- Requirements
Count the lines in the items below that contain the string "armrest". Reply with that number alone.

(Entries drawn from a collection)
----------

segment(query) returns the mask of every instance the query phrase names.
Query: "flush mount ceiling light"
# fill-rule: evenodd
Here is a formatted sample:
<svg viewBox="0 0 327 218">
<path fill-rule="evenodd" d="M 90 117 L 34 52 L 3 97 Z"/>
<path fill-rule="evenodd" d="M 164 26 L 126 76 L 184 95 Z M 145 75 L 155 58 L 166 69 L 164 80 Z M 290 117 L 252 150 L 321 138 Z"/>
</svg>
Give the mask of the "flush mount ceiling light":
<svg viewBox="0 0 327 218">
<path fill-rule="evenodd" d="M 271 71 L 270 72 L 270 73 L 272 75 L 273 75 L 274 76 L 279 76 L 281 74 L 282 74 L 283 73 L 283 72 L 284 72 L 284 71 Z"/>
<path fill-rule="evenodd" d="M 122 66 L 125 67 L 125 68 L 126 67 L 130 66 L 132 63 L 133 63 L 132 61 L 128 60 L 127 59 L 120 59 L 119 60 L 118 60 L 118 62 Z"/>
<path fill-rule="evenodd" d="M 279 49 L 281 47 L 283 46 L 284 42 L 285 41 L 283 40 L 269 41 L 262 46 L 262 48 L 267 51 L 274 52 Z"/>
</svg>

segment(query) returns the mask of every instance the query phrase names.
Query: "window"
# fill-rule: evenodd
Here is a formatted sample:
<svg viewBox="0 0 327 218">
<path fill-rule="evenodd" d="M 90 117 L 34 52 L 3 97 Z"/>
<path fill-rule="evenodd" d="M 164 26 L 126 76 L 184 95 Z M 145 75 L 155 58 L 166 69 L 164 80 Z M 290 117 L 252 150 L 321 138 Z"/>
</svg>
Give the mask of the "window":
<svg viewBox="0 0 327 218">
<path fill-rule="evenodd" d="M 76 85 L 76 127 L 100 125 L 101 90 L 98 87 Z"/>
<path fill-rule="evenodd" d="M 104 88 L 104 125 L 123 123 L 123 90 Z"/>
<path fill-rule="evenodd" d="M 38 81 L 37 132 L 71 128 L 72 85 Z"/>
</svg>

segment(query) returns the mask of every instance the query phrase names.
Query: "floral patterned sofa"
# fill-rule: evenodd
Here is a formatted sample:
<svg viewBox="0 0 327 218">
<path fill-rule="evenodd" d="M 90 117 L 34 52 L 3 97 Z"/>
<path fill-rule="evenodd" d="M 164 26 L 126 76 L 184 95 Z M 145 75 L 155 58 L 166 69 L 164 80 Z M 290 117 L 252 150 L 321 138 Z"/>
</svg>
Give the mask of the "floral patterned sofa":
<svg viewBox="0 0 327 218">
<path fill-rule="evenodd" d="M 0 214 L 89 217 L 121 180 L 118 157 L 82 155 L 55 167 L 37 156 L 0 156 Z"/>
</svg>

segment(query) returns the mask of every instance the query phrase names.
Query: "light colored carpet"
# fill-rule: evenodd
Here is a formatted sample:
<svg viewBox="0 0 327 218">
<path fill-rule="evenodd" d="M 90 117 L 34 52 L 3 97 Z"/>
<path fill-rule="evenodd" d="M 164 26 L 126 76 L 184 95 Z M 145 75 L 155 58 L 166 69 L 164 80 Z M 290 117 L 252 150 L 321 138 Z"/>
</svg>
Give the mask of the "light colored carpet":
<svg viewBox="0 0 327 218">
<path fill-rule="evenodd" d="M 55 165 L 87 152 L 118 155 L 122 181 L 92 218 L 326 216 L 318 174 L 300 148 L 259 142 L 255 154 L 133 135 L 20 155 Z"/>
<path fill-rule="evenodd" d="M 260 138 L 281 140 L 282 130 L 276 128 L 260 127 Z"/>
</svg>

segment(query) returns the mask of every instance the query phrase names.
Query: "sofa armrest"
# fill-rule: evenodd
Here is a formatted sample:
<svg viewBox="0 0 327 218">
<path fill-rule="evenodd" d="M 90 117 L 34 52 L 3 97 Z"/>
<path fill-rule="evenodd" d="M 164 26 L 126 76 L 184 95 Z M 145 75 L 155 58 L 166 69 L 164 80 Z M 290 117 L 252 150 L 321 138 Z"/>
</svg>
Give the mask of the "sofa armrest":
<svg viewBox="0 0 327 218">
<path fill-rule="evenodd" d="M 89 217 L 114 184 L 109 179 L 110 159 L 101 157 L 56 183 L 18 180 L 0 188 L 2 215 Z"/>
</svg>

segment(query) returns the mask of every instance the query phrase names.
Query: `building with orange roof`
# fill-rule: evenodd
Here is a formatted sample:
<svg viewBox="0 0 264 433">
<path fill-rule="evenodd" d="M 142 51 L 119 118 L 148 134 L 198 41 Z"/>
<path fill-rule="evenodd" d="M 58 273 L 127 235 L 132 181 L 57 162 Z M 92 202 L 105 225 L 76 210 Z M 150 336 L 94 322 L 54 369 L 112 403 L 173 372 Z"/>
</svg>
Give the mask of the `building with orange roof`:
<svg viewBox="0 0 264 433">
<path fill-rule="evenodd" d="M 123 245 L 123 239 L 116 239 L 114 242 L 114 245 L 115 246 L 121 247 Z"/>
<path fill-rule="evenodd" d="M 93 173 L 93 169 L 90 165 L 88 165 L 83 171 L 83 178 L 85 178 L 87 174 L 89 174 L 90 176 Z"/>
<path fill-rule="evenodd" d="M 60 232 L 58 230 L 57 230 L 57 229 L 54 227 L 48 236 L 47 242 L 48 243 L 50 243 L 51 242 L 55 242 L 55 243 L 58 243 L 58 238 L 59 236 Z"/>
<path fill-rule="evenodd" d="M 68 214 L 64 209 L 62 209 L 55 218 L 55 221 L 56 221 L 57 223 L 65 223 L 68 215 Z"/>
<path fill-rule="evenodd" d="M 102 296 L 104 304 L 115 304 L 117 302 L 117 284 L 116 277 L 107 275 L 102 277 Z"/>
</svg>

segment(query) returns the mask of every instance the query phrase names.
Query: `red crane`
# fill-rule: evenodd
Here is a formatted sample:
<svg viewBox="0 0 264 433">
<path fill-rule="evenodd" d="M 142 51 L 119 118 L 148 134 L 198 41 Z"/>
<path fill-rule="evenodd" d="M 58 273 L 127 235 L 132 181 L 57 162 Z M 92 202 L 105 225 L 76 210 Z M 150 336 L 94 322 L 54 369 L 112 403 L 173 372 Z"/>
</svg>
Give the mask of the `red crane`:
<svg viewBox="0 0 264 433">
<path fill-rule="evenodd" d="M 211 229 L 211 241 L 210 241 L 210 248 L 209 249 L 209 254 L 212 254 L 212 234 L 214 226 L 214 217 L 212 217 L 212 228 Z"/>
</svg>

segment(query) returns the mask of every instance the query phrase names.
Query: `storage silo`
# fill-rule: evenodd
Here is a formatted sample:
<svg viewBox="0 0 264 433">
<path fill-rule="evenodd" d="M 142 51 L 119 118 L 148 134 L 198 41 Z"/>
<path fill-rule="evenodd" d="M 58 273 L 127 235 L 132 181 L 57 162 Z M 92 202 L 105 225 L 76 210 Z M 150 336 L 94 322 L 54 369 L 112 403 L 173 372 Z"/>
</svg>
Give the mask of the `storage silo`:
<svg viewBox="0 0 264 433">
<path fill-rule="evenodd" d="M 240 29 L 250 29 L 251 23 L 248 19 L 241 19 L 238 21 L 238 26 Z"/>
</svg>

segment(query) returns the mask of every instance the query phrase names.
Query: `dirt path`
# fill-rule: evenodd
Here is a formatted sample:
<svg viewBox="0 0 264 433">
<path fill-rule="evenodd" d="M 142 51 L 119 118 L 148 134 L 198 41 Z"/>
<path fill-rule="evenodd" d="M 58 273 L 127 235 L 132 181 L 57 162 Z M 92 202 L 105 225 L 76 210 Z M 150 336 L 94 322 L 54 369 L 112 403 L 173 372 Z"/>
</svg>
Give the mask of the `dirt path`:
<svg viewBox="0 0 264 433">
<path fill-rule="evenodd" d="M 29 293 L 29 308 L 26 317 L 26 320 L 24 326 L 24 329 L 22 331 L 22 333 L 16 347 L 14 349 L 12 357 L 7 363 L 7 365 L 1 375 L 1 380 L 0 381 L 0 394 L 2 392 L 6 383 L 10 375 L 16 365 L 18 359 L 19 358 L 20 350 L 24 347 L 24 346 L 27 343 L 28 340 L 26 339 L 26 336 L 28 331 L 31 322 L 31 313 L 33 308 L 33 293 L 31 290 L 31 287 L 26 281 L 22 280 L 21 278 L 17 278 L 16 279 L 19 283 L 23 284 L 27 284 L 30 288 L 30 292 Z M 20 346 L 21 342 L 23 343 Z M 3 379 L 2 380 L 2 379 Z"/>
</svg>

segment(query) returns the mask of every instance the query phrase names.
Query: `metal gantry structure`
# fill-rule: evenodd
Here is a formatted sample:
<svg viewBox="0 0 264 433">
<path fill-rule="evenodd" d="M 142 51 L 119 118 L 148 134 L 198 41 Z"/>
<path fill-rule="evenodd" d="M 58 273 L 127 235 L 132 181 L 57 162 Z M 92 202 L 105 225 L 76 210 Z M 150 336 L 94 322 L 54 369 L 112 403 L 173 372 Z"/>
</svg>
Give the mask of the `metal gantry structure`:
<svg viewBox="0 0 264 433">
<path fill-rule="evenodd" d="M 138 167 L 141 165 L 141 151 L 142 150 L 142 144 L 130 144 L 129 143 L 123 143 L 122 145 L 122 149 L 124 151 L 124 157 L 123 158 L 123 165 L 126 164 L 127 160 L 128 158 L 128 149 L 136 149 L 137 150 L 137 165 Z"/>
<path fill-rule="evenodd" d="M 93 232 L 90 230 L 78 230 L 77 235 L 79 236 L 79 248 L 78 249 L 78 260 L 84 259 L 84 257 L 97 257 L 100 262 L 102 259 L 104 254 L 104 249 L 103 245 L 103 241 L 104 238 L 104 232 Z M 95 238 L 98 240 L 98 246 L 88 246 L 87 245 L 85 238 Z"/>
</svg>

----------

- Finished answer
2